### WHAT THIS TASK INVOLVES
List every line in the records below that contains the word "corrugated", copying each such line in full.

Items from a data source
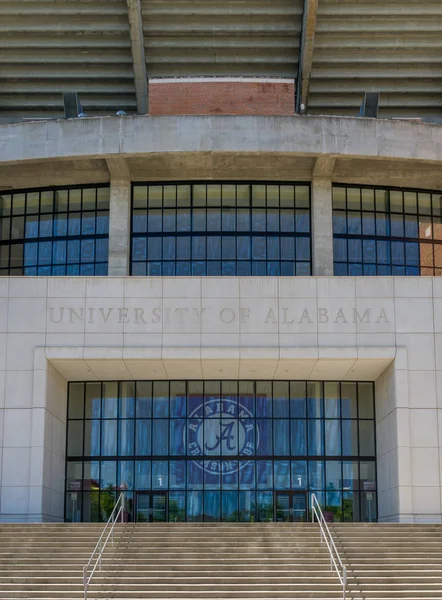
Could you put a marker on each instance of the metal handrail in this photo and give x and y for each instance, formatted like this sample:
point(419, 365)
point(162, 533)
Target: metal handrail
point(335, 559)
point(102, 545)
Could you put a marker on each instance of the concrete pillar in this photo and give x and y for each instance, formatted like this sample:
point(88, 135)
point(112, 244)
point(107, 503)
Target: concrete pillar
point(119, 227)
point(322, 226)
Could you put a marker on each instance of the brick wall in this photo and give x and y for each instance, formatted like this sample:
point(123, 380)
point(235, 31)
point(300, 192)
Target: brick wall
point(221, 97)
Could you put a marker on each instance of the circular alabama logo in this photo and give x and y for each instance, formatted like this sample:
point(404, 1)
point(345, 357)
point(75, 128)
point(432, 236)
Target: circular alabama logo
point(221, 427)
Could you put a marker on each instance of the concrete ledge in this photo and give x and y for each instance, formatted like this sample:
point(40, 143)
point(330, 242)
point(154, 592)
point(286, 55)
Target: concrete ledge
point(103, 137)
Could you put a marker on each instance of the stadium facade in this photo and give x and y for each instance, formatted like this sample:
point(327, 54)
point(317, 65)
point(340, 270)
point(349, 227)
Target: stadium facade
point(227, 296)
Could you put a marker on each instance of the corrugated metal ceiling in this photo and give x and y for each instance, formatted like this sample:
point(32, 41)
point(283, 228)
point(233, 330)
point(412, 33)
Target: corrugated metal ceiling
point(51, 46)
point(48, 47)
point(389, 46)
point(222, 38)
--
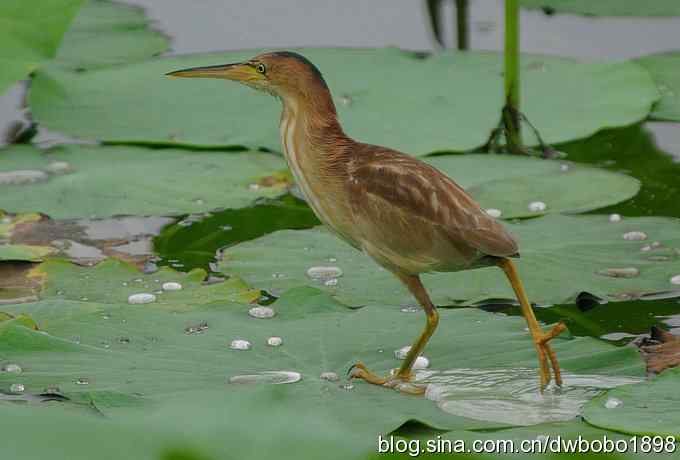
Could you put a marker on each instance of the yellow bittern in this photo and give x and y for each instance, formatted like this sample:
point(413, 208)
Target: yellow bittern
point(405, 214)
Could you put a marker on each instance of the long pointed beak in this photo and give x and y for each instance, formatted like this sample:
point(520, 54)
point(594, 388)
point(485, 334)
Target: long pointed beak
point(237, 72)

### EXERCISE RESPONSE
Could you put a marker on each instance of the corrugated metal ceiling in this photo and give x and y for each instance, formatted like this sample:
Target: corrugated metal ceiling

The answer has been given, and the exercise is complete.